#### Records to process:
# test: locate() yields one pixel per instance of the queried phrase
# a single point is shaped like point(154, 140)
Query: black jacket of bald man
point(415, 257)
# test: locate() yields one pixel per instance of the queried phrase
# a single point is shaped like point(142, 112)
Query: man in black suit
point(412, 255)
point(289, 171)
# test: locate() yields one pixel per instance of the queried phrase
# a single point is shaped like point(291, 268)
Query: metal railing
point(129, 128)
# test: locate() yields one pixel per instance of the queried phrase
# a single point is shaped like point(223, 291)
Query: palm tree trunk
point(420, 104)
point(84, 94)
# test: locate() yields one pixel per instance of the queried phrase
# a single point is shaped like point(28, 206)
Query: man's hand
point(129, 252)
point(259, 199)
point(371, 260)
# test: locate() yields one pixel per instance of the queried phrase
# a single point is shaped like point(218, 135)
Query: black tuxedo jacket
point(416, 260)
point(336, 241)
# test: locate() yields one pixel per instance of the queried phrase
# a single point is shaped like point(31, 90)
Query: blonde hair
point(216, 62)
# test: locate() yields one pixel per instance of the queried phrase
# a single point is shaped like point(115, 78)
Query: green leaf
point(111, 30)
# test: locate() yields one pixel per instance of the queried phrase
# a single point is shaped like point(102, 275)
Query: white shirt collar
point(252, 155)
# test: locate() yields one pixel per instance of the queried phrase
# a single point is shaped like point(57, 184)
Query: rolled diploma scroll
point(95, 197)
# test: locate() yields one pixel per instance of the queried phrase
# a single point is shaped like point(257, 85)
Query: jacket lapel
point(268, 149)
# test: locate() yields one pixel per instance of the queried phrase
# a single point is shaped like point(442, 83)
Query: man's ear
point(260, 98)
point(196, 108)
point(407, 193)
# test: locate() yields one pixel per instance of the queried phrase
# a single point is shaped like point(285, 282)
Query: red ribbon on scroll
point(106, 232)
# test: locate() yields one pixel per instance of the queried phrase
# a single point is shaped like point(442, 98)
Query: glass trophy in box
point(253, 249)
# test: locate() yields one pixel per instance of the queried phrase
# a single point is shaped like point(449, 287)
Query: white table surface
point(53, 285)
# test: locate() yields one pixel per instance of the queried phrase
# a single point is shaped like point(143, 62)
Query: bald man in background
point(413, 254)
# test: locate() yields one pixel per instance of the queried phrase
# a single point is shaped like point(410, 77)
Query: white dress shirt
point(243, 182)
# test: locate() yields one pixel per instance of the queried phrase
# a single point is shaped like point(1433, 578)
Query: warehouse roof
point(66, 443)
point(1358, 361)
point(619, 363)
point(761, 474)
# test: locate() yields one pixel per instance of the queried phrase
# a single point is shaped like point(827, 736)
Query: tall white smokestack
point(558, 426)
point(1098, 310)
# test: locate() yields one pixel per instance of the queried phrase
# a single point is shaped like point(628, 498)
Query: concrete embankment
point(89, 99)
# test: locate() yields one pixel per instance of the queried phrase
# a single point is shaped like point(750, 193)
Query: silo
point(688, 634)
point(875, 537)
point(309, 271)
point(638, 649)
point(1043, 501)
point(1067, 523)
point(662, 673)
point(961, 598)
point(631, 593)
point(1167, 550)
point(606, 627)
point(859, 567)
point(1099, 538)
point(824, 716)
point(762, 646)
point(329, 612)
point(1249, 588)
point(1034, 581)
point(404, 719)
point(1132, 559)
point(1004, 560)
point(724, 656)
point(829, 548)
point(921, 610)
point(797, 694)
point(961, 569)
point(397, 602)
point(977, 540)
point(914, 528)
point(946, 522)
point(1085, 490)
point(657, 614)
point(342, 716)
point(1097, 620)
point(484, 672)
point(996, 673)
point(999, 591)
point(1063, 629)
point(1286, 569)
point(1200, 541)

#### Exercise requirements:
Starting at the first line of the entries and stopping after the line that has "point(415, 257)", write those lines out again with "bald man" replaced by "man with glasses" and everything else unchanged.

#### Answer to the problem:
# test: locate() yields one pixel per instance of the queried phrase
# a single point is shaped like point(154, 140)
Query: black jacket of man with glasses
point(415, 257)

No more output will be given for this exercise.